▸ Task to complete: The entries follow. Print each one exactly.
------ The data ------
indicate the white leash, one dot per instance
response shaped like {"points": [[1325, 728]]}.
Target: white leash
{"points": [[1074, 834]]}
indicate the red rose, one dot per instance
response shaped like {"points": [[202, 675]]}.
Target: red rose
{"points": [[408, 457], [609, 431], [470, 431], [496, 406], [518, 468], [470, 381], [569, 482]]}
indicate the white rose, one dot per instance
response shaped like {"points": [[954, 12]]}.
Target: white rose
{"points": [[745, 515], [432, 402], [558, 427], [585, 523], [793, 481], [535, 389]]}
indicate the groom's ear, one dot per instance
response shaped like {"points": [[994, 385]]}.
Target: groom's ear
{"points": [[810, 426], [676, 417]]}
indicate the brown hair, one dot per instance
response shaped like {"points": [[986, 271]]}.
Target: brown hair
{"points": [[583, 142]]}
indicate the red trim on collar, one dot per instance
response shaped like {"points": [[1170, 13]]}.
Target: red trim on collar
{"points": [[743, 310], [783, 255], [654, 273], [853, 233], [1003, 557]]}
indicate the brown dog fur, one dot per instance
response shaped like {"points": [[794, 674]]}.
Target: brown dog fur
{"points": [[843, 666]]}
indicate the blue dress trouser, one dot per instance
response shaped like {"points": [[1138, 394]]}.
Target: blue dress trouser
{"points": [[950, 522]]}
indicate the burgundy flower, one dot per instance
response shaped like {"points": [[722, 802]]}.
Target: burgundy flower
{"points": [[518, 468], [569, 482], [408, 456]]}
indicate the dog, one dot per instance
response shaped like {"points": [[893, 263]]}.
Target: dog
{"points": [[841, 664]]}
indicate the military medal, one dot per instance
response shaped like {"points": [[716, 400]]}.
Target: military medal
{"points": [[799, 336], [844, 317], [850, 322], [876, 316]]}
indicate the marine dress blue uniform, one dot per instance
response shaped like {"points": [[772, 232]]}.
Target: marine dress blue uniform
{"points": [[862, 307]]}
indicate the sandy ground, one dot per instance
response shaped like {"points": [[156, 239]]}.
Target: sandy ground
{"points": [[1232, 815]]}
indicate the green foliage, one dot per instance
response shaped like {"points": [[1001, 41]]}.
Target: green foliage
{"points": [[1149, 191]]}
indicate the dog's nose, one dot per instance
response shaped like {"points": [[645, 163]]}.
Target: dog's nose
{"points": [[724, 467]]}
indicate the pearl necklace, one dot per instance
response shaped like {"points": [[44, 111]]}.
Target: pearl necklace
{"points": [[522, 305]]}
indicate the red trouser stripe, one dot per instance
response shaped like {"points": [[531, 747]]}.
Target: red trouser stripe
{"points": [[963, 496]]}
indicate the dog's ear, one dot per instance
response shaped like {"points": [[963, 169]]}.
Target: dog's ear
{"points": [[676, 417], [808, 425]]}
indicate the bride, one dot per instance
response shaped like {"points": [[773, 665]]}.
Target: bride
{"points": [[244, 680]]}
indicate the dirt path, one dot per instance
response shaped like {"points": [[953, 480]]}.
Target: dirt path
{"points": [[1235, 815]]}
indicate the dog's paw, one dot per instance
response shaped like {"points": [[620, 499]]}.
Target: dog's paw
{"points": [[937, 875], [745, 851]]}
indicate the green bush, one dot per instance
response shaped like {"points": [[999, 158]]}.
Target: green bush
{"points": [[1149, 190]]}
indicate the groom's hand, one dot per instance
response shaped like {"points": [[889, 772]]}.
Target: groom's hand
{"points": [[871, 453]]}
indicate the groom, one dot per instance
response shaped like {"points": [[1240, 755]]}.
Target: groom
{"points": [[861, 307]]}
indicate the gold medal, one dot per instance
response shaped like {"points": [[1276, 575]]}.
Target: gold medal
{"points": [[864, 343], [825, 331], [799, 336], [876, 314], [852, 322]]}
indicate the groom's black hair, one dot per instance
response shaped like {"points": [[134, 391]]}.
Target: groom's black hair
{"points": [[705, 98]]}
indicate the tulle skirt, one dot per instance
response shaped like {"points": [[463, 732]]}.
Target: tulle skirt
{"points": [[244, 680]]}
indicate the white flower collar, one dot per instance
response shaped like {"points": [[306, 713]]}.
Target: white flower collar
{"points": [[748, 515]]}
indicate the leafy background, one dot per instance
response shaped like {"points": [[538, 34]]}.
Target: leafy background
------
▸ Solution to this exercise:
indicate the white leash, one dot per instance
response shaped like {"points": [[1325, 728]]}.
Target: white leash
{"points": [[1074, 834]]}
indicate the red rose, one dot per instance
response shaped like {"points": [[202, 675]]}.
Target: red rose
{"points": [[408, 457], [609, 431], [470, 431], [496, 406], [518, 468], [470, 381], [569, 482]]}
indicate the white rose, one dot per instance
response shaped like {"points": [[954, 12]]}.
Target: white rose
{"points": [[745, 515], [432, 402], [558, 427], [585, 523], [793, 481], [535, 389]]}
indicate the groom's ear, one dot per instance
response shaped like {"points": [[994, 385]]}.
Target: groom's ear
{"points": [[810, 426], [676, 417]]}
indicate the brown hair, one dot per instance
response shaped like {"points": [[986, 271]]}.
Target: brown hair
{"points": [[583, 142]]}
indicate the red trim on collar, one dot per instance
response shaped like {"points": [[1170, 13]]}.
Target: red trim on collar
{"points": [[743, 310], [783, 255], [654, 273], [853, 233], [1003, 557]]}
indicate the brown dog fur, one dot per instance
response shaped like {"points": [[794, 674]]}.
Target: brown dog fur
{"points": [[843, 666]]}
indicate the blue dress trouser, one dot per instance
response shaped like {"points": [[1138, 394]]}.
Target: blue dress trouser
{"points": [[950, 522]]}
indicate the burgundy flower, one dot per instance
response shaped like {"points": [[722, 802]]}.
Target: burgundy flower
{"points": [[518, 468], [569, 482], [408, 456]]}
indicate the dog, one dot per instance
response shaped like {"points": [[893, 263]]}.
Target: dog
{"points": [[841, 664]]}
indicate the military medal, one dot per instance
response shaped like {"points": [[716, 400]]}.
Target: military medal
{"points": [[799, 336], [844, 317], [850, 322], [876, 316]]}
indicate the marine dress blue uniform, one dot per instance
response shaped like {"points": [[772, 232]]}.
Target: marine dress blue uniform
{"points": [[862, 307]]}
indicate the sandy ground, one dot per instance
response shaped like {"points": [[156, 239]]}.
Target: sandy ground
{"points": [[1232, 815]]}
indicate the green foliage, one dot per instance
response shaped like {"points": [[1001, 41]]}.
Target: green foliage
{"points": [[1149, 191]]}
indicate the dog's nose, one dot per instance
response shaped like {"points": [[645, 163]]}.
Target: dog's nose
{"points": [[724, 467]]}
indicate the pearl necklace, one dot per instance
response shaped like {"points": [[44, 111]]}.
Target: pearl necklace
{"points": [[522, 305]]}
indicate the red trouser stripe, one dot per instance
response shaped like {"points": [[531, 747]]}.
Target: red trouser stripe
{"points": [[963, 496]]}
indicate the dog's ear, one dot per instance
response shaped like {"points": [[963, 169]]}.
Target: dog's ear
{"points": [[676, 417], [808, 425]]}
indicate the bride, one dot per instance
response shaped like {"points": [[773, 665]]}.
Target: bride
{"points": [[244, 680]]}
indicate the dirt path, one dot per instance
response shaped like {"points": [[953, 480]]}.
Target: dirt path
{"points": [[1235, 815]]}
indicate the dog's paw, one dot per instance
response shaped like {"points": [[620, 499]]}.
Target: dog's paw
{"points": [[937, 875], [745, 851]]}
indicate the green bush, one dot per instance
response shaped like {"points": [[999, 158]]}.
Target: green bush
{"points": [[1149, 190]]}
indicate the groom's hand, one dot per instance
response shaped like {"points": [[889, 772]]}.
Target: groom's hand
{"points": [[871, 453]]}
indicate the groom, one dot per instance
response shaped like {"points": [[1240, 755]]}.
Target: groom
{"points": [[861, 307]]}
indicate the gold medal, one dot per instance
response shaped like {"points": [[1276, 575]]}.
Target: gold medal
{"points": [[864, 343], [825, 331], [799, 336], [876, 314], [852, 322]]}
indicate the groom's black hair, one dot per instance
response shaped like {"points": [[134, 391]]}.
Target: groom's black hair
{"points": [[705, 98]]}
indicate the tulle skirt, one dot per instance
response shaped like {"points": [[463, 732]]}.
Target: tulle skirt
{"points": [[244, 680]]}
indicate the white flower collar, one dot per instance
response shaped like {"points": [[306, 713]]}.
Target: white flower collar
{"points": [[748, 515]]}
indicate the leafy background, one dot per instance
response shaped like {"points": [[538, 34]]}.
Target: leafy background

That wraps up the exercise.